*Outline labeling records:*
==*==

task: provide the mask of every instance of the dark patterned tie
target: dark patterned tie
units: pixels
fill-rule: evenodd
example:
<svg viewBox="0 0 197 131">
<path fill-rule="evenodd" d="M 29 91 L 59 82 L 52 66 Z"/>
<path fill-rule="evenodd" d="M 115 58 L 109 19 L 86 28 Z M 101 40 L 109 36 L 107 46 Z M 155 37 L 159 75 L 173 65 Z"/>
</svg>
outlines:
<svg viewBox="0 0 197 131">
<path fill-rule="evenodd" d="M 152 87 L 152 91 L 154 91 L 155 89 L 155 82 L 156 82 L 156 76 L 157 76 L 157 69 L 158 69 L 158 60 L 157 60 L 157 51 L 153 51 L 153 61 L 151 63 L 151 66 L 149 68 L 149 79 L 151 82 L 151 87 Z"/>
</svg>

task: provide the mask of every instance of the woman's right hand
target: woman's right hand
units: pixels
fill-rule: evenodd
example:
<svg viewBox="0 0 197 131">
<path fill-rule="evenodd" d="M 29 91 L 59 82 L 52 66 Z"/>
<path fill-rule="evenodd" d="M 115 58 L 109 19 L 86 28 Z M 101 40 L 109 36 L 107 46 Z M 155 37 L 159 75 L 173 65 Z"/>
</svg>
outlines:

==*==

*Set exercise:*
Write out every line of the listing above, reproducing each one exactly.

*Output below:*
task: provide the mask of every instance of the dark patterned tie
target: dark patterned tie
units: pixels
fill-rule: evenodd
example:
<svg viewBox="0 0 197 131">
<path fill-rule="evenodd" d="M 29 91 L 59 82 L 52 66 Z"/>
<path fill-rule="evenodd" d="M 115 58 L 109 19 L 86 28 Z M 101 40 L 109 36 L 107 46 Z M 155 37 L 159 75 L 173 65 Z"/>
</svg>
outlines:
<svg viewBox="0 0 197 131">
<path fill-rule="evenodd" d="M 152 87 L 152 91 L 154 91 L 155 89 L 155 82 L 156 82 L 156 76 L 157 76 L 157 69 L 158 69 L 158 60 L 157 60 L 157 51 L 153 51 L 153 61 L 151 63 L 151 66 L 149 68 L 149 79 L 151 82 L 151 87 Z"/>
</svg>

task: provide the mask of every instance of the woman's right hand
target: woman's right hand
units: pixels
fill-rule: evenodd
example:
<svg viewBox="0 0 197 131">
<path fill-rule="evenodd" d="M 29 91 L 59 82 L 52 66 Z"/>
<path fill-rule="evenodd" d="M 115 58 L 109 19 L 86 28 Z M 101 40 L 109 36 L 107 46 Z M 155 37 L 159 75 L 173 65 Z"/>
</svg>
outlines:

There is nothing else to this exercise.